**Given task**
The records below must be retyped exactly.

[Entries from a pointing dataset]
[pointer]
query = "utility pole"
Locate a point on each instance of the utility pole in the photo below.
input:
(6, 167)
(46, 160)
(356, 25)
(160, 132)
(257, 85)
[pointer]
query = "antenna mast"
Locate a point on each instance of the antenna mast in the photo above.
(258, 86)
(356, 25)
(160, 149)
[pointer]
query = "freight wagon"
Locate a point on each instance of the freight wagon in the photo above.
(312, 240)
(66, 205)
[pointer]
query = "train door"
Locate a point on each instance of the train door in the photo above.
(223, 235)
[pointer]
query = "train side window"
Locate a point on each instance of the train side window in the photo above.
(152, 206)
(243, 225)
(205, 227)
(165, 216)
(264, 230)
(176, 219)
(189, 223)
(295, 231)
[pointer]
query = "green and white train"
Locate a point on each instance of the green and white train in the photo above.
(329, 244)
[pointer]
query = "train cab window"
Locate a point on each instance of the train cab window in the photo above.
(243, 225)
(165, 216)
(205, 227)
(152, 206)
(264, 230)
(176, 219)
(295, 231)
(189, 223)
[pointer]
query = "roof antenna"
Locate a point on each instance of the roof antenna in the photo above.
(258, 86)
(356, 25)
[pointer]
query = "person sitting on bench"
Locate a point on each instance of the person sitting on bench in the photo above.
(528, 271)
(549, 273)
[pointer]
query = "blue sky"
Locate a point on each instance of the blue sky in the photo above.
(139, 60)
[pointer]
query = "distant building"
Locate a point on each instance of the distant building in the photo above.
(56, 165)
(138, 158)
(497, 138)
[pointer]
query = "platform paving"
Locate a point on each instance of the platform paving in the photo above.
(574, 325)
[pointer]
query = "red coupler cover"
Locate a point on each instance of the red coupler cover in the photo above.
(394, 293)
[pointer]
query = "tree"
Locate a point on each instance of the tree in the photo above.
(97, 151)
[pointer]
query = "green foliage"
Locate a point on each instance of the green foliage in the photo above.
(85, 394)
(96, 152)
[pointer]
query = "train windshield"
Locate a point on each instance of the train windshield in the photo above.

**Answer to this task**
[pointer]
query = "utility pole"
Locate a point on each instance of the utility pole in the photo below.
input:
(6, 167)
(46, 160)
(356, 25)
(160, 132)
(257, 85)
[pointer]
query = "antenna mast"
Locate a point on each instance of the antenna mast in the photo above.
(258, 86)
(356, 25)
(160, 149)
[pointer]
query = "freight wagon"
Locate a point on each instance of the freight wagon in the photo above.
(312, 240)
(66, 205)
[pointer]
query = "train door"
Locate a point on each instance of the train door in the photo above.
(223, 235)
[pointer]
query = "train side window"
Locate a point on each instance of the train side window in the photo above.
(152, 206)
(243, 225)
(205, 227)
(165, 216)
(264, 230)
(176, 219)
(189, 223)
(295, 231)
[pointer]
query = "green and white train"
Locate a point on each instance of the green and white train in the photo above.
(329, 244)
[pointer]
query = "train cab window"
Locate a point on each instance of the train cab window in the photo above.
(243, 225)
(165, 216)
(205, 227)
(152, 206)
(264, 230)
(176, 219)
(295, 231)
(189, 223)
[pointer]
query = "roof antenna"
Locate a point on each instance of the roof antenna in the photo above.
(258, 86)
(356, 25)
[pointer]
query = "person sitting on bench"
Locate a point on each instance of the person sitting on bench in the photo above.
(528, 271)
(549, 273)
[pointer]
query = "blue sky"
Locate a point on each instance of the blue sky in the photo above.
(139, 60)
[pointer]
query = "distant building"
Locate a point on each instance of the distant building in the photo above.
(56, 165)
(138, 158)
(497, 138)
[pointer]
query = "platform paving"
Locate a point on each instance of the platform paving in the photo above.
(574, 325)
[pointer]
query = "red coupler cover"
Locate a point on each instance of the red coupler cover in the photo above.
(394, 293)
[pointer]
query = "tree"
Locate a point on each instance of the tree in the photo above.
(97, 151)
[pointer]
query = "green foliage"
Locate a point on each instance of the green foliage in the photo above.
(85, 394)
(96, 152)
[pointer]
query = "train windshield"
Locate a point on each instance of the train windshield in the photo above.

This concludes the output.